GIVEN TEXT:
The dataset I selected for data analysis is the New York City Air Quality dataset, which comes from the Department of Health and Mental Hygiene (DOHMH). The database contains air pollution measurements across different geographic locations and time periods, recorded using various indicators.

Data sources: https://data.cityofnewyork.us/Environment/Air-Quality/c3uy-2p5r/about_data

In [20]:
""" First, import the packages needed to load the dataset, 
then import the dataset we have downloaded, 
and display the first five rows 
to get a general understanding of the structure of the imported data."""

import pandas as pd
df = pd.read_csv("Air_Quality_20251107.csv")
df.head()

Unnamed: 0,Unique ID,Indicator ID,Name,Measure,Measure Info,Geo Type Name,Geo Join ID,Geo Place Name,Time Period,Start_Date,Data Value,Message
0,878218,386,Ozone (O3),Mean,ppb,UHF42,402,West Queens,Summer 2023,06/01/2023,34.365989,
1,876975,375,Nitrogen dioxide (NO2),Mean,ppb,UHF42,501,Port Richmond,Summer 2023,06/01/2023,11.331992,
2,876900,375,Nitrogen dioxide (NO2),Mean,ppb,UHF42,207,East Flatbush - Flatbush,Summer 2023,06/01/2023,12.020333,
3,877140,375,Nitrogen dioxide (NO2),Mean,ppb,CD,205,Fordham and University Heights (CD5),Summer 2023,06/01/2023,14.123178,
4,874556,365,Fine particles (PM 2.5),Mean,mcg/m3,UHF34,410,Rockaways,Summer 2023,06/01/2023,8.150637,


Compute: The mean, median, mode using Pandas

In [21]:
"""Extract the numerical columns from the DataFrame, 
then use pandas methods to calculate the mean, median, and mode respectively."""

mean = df["Data Value"].mean()
print("Mean:", mean)
median = df["Data Value"].median()
print("median:", median)
mode = df["Data Value"].mode()
print("mode:", mode)

Mean: 21.05158015629472
median: 14.79
mode: 0    2.0
Name: Data Value, dtype: float64


Compute: The mean, median, mode using the Python standard library

In [22]:
# Import CSV file as a list
"""We first import Python's csv module(like a toolbox dealing with CSV files)"""
import csv

"""Then we create an empty list called 'values' 
as a basket to collect all numbers we need to dealing with"""
values = []

"""open our CSV file as 'f'"""
with open('Air_Quality_20251107.csv', newline='') as f:

    """create a reader object to get each line in the CSV 
    and splits it into a list of values."""
    reader = csv.reader(f) 

    """Since our CSV file has a header, 
    we skip the header to get the value directly"""
    next(reader) 

    """looping through each remaining row in the CSV. 
    Each row is a list, representing one line of data."""
    for row in reader:
        try:
            """grab the 11th column from this row, 
            convert it into float and store it in variable 'value'"""

PROBLEM A: Could you extract from the records everything from their first line down through the line containing "column 253, row 267", both ends included, and repeat it word for word with the pictures left out?
The records below are unrelated to the New York City air quality notebook.

RAW DATA:
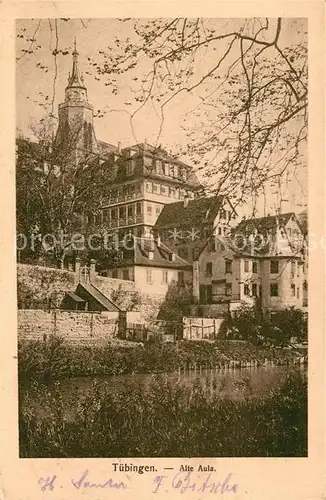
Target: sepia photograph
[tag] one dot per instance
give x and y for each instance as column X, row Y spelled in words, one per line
column 162, row 237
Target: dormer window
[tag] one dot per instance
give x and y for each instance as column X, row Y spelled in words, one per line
column 129, row 168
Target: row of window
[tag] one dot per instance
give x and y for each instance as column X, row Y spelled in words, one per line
column 130, row 210
column 170, row 191
column 160, row 167
column 149, row 277
column 228, row 267
column 253, row 267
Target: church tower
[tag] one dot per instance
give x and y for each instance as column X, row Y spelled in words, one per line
column 75, row 132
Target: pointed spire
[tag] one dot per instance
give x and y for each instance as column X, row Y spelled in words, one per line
column 75, row 79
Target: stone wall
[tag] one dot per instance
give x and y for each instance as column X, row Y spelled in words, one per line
column 37, row 283
column 201, row 328
column 75, row 327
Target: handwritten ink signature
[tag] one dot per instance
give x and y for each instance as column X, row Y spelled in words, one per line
column 185, row 482
column 84, row 483
column 182, row 481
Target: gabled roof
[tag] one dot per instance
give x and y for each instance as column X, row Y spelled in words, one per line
column 144, row 248
column 75, row 297
column 196, row 212
column 263, row 224
column 105, row 147
column 303, row 221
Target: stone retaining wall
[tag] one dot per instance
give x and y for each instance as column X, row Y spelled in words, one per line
column 38, row 325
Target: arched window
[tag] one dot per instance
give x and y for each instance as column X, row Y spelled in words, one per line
column 85, row 136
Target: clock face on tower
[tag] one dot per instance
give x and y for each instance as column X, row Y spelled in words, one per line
column 74, row 94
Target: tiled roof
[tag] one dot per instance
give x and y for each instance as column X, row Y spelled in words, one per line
column 162, row 256
column 105, row 147
column 196, row 212
column 263, row 224
column 90, row 289
column 160, row 153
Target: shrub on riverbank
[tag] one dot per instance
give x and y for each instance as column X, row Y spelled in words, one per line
column 164, row 419
column 57, row 359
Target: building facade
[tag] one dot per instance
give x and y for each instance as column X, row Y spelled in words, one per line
column 145, row 179
column 270, row 267
column 152, row 266
column 186, row 226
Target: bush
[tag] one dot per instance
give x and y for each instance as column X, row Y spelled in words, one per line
column 292, row 322
column 245, row 322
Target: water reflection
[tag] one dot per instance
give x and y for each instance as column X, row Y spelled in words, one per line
column 233, row 384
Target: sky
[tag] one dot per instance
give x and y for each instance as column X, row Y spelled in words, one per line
column 34, row 84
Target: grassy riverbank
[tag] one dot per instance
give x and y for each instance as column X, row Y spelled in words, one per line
column 164, row 420
column 57, row 359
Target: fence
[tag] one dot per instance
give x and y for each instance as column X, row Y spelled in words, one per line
column 201, row 328
column 169, row 331
column 39, row 324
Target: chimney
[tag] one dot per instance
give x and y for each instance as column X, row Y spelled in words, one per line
column 151, row 242
column 151, row 255
column 195, row 281
column 77, row 270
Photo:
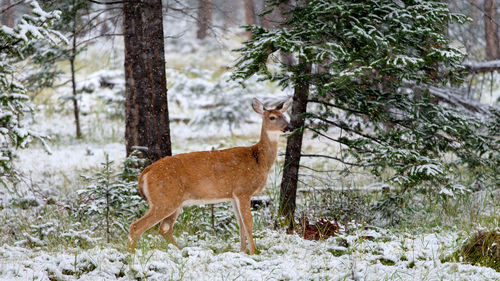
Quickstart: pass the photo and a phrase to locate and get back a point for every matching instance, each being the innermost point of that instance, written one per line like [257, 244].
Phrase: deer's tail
[142, 185]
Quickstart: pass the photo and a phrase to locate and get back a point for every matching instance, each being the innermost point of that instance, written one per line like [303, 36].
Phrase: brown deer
[207, 177]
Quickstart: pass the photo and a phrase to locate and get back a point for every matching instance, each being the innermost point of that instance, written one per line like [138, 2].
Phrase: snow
[195, 81]
[282, 257]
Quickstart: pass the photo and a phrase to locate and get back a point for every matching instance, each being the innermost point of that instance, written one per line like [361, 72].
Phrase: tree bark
[146, 109]
[249, 8]
[491, 30]
[76, 109]
[288, 190]
[8, 15]
[204, 18]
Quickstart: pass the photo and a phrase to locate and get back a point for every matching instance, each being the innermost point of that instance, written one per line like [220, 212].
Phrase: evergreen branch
[333, 158]
[10, 6]
[105, 3]
[336, 106]
[345, 128]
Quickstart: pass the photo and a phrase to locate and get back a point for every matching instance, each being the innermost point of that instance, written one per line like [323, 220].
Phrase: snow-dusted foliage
[112, 197]
[14, 102]
[373, 63]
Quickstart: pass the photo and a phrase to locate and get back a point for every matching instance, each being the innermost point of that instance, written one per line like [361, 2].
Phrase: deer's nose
[288, 128]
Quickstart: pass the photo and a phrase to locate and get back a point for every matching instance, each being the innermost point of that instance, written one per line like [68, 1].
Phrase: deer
[208, 177]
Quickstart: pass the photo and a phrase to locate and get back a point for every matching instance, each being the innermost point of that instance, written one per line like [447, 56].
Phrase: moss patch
[482, 248]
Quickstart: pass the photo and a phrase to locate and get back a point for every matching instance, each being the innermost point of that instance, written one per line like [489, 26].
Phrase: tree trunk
[8, 15]
[76, 109]
[249, 8]
[204, 18]
[491, 30]
[146, 109]
[288, 189]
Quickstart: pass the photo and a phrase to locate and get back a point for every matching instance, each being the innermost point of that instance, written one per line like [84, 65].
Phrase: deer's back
[207, 174]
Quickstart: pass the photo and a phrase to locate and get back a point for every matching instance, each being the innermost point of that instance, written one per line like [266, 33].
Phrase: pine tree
[15, 44]
[377, 72]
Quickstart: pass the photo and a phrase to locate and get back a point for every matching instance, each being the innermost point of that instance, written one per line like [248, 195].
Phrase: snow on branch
[480, 67]
[453, 97]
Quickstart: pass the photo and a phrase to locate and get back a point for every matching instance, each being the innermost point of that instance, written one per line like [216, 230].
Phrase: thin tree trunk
[76, 109]
[147, 122]
[8, 15]
[491, 30]
[204, 18]
[249, 8]
[288, 189]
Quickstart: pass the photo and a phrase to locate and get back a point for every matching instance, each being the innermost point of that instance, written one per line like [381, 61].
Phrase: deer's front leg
[246, 218]
[243, 240]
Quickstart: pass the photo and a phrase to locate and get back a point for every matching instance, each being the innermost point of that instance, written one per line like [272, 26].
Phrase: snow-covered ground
[366, 255]
[195, 80]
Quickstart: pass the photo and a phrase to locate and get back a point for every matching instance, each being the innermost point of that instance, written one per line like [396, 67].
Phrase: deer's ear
[284, 105]
[257, 106]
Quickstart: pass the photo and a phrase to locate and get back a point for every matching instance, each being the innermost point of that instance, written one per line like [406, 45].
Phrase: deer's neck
[268, 147]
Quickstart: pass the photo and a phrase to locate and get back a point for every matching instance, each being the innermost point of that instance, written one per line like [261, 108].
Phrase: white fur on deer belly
[193, 202]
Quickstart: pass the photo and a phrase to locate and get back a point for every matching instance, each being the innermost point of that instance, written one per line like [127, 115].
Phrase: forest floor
[40, 241]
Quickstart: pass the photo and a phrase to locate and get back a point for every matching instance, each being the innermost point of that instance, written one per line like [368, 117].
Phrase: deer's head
[273, 120]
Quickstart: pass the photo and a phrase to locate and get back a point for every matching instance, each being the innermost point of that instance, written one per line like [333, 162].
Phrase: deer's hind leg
[150, 219]
[167, 227]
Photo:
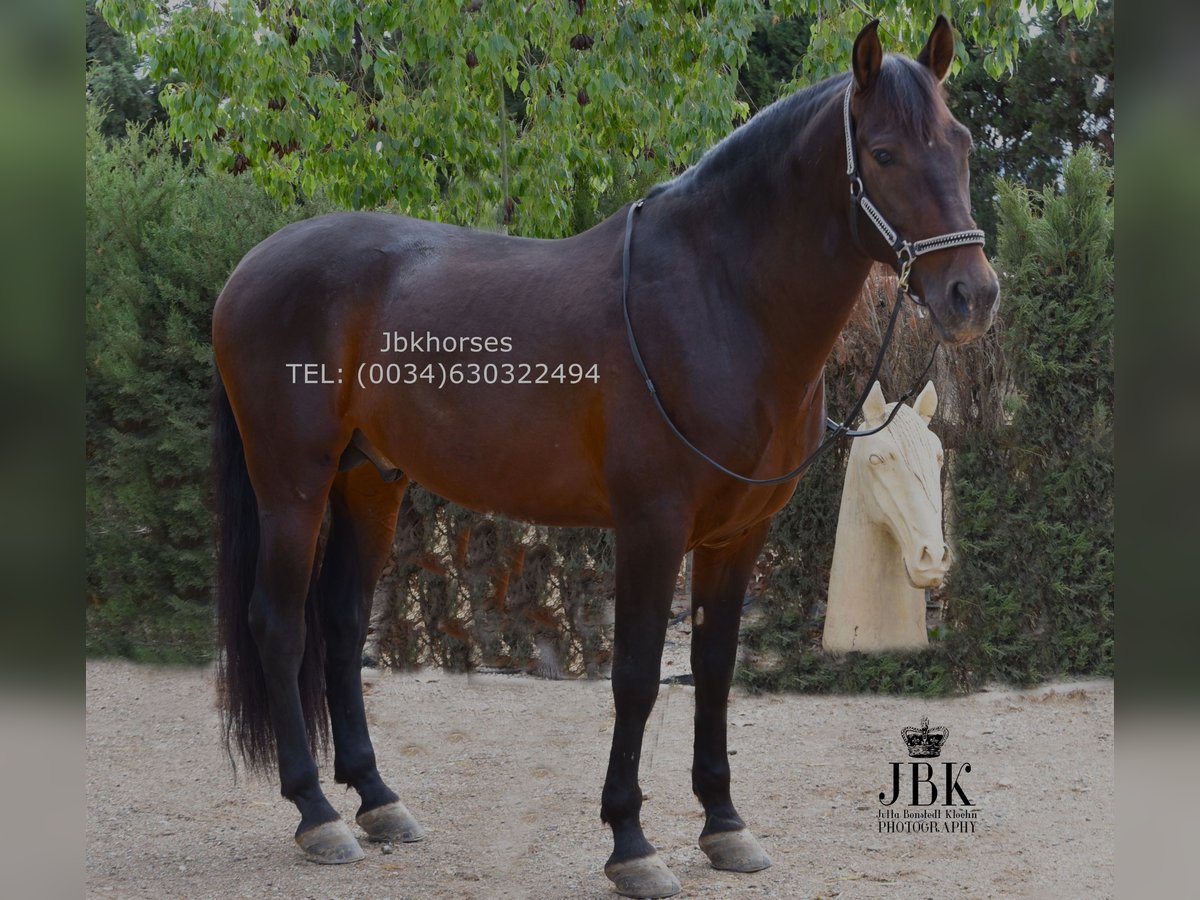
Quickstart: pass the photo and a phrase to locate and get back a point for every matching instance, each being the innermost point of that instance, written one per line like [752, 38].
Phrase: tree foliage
[486, 112]
[161, 239]
[1033, 501]
[1031, 592]
[1026, 125]
[113, 82]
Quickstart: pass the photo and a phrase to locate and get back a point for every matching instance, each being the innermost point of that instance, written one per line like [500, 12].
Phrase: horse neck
[867, 559]
[773, 231]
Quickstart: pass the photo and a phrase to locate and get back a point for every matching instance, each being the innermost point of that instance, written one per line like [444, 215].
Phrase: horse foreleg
[719, 583]
[647, 563]
[363, 522]
[287, 545]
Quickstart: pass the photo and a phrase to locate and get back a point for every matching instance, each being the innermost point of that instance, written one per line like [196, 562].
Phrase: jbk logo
[925, 789]
[927, 783]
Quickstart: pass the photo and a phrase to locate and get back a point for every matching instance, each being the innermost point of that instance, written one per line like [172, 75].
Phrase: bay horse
[743, 273]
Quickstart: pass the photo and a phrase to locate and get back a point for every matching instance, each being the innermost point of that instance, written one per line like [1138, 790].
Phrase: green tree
[485, 111]
[1033, 587]
[1059, 101]
[161, 239]
[113, 79]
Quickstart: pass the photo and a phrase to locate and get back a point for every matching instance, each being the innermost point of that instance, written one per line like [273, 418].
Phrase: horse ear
[868, 54]
[927, 402]
[939, 52]
[875, 407]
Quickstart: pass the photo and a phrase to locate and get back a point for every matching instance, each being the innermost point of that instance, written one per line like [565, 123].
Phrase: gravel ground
[505, 774]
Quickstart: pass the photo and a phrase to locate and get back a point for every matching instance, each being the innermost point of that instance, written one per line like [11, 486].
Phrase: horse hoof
[391, 822]
[330, 844]
[646, 877]
[735, 851]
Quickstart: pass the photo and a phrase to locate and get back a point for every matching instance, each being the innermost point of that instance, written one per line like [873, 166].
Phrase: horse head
[900, 471]
[912, 160]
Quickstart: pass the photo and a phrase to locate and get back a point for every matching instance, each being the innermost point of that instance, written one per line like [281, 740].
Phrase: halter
[906, 255]
[906, 251]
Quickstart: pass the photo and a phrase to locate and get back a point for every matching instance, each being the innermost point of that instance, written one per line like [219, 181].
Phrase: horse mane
[907, 95]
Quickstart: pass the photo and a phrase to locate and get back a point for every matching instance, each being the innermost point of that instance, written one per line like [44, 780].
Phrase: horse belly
[529, 457]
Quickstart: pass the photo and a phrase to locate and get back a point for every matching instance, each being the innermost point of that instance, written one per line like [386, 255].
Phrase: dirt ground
[505, 773]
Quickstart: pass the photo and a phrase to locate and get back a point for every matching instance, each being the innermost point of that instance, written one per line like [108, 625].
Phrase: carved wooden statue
[889, 545]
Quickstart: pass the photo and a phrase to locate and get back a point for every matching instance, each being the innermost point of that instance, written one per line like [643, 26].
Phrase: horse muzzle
[963, 305]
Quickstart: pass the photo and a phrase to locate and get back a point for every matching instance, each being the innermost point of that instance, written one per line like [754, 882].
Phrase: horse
[359, 352]
[889, 545]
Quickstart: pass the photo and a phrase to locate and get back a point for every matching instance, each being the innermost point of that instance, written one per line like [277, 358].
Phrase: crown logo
[924, 743]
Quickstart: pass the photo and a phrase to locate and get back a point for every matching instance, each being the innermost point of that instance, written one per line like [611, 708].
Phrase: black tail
[241, 685]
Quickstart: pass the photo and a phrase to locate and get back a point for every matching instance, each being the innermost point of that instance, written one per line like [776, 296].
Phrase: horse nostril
[961, 297]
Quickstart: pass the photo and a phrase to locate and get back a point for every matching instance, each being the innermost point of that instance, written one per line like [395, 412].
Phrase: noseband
[906, 251]
[906, 255]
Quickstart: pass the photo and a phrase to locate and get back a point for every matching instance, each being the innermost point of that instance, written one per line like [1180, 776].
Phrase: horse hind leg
[363, 522]
[647, 562]
[276, 616]
[719, 582]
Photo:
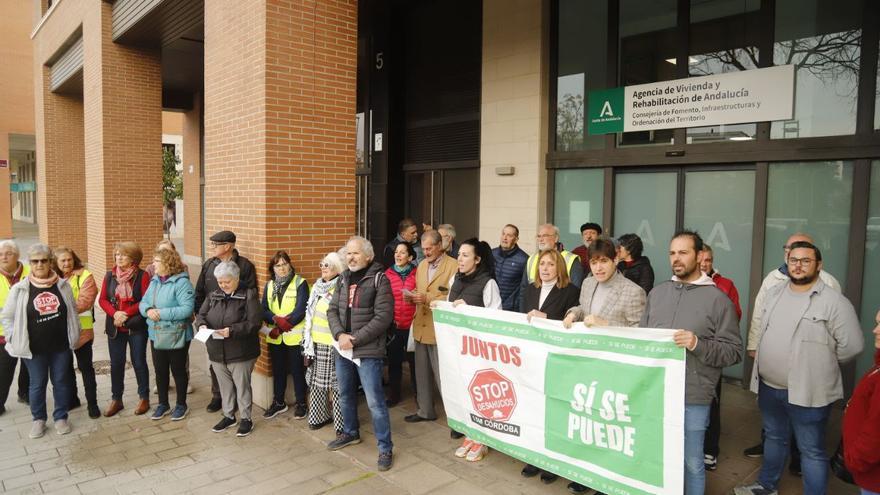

PROBLEM B: How would the notebook on New York City air quality continue? Write what comes next, starting right after its final line.

FINAL RESULT A:
Target: sepia photograph
[tag] one dot per instance
give x and y for each instance as column X, row Y spelled in words, one per line
column 162, row 237
Target: dormer window
[tag] one dot per instance
give x and y for each instance as column X, row Y spelled in words, one per line
column 129, row 168
Target: row of window
[tag] one dot per instance
give x and y for each instance as column X, row Y spelled in words, one per line
column 130, row 210
column 170, row 191
column 160, row 167
column 149, row 277
column 228, row 267
column 253, row 267

FINAL RESULT B:
            value = float(row[10])

            """put the number we collected into the basket 'values'"""
            values.append(value)

        except (ValueError, IndexError):
            """if this isn't a number or no 11th column,skip"""
            continue

In [23]:
# Calculating Mean
"""Using the sum() and len() function in standard library 
to calculate the sum and count of a column of number
and then using the formula mean=sum/count to calculate mean"""
mean = sum(values) / len(values)
print("Mean:", mean)

Mean: 21.05158015629472


In [24]:
# Calculating Median
"""sort all the values in the column to get the number in the middle"""
sorted_values = sorted(values)

n = len(sorted_values)
if n % 2 == 1:
    median = sorted_values[n // 2]
else:
    median = (sorted_values[n//2 - 1] + sorted_values[n//2]) / 2
print("Median:", median)

Median: 14.79


In [25]:
# Calculating Mode
"""create an empty dictionary 'counts'
to store the value and how many times the value appear,
then we can get the most frequent value as mode"""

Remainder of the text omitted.